◆ **SOURCE DOCUMENT**
——————————
Empathy Map vs Persona: What’s the Difference and Why Do You Need Both?
Empathy map vs persona: what are these and what’s the difference between them?
Both user personas and empathy maps are techniques used during the UX design process to understand users on a deeper level and create a product that resonates with them.
In this article, we’ll outline the differences between a user persona vs empathy map and dive deeper into the why, how, and when to use each one to get the best results.
- User personas are fictional characters that represent archetypal users of your product or service. It answers the question: who are we designing for?
- An empathy map is a powerful tool that gives you a general understanding of how your customers feel about your product.
- They are both user-centric methods for understanding your user’s pain points and motivations.
- The key difference between the two is that personas are based on fictional users, whereas empathy maps are based on real people. Another difference is personas tell you who your customers are and empathy maps tell you what those customers’ attitudes and behaviors are.
Here are the steps to creating user personas for a SaaS product:
- Use in-app customer surveys to conduct user research and collect enough data to define your user personas. Ask questions about their job to be done, pain points, company, and demographics.
- Segment users based on their answers and analyze the in-app behavior of each segment to spot patterns. You need to understand how your product is helping users and identify which features they use the most to get their jobs done.
- A user persona is an iterative process; continuously gather data on your existing customers via different methods and update personas.
——————————
[Excerpts from location labeling data]
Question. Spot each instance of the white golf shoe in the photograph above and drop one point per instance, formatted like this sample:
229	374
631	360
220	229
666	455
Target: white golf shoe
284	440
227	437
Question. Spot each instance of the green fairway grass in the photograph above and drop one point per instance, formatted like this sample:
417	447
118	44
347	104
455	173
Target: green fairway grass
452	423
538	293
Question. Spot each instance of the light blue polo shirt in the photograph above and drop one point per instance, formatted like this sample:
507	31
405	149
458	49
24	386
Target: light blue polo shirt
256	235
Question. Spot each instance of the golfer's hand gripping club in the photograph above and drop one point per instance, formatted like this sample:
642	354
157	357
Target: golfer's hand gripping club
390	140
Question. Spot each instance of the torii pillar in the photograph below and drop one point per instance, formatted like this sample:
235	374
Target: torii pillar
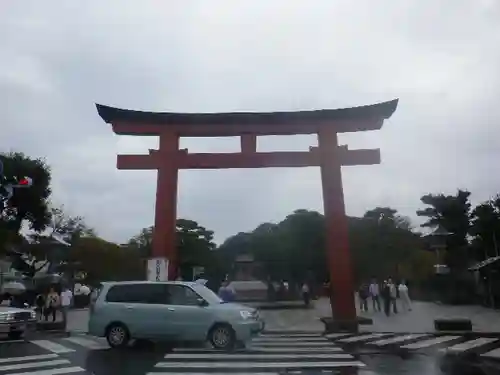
——————————
◆ **INSTRUCTION**
Write out the passage of the article on empathy maps and personas from "Empathy Map vs Persona: What’s" to "we designing for?".

◆ **RESPONSE FOR THIS EXERCISE**
Empathy Map vs Persona: What’s the Difference and Why Do You Need Both?
Empathy map vs persona: what are these and what’s the difference between them?
Both user personas and empathy maps are techniques used during the UX design process to understand users on a deeper level and create a product that resonates with them.
In this article, we’ll outline the differences between a user persona vs empathy map and dive deeper into the why, how, and when to use each one to get the best results.
- User personas are fictional characters that represent archetypal users of your product or service. It answers the question: who are we designing for?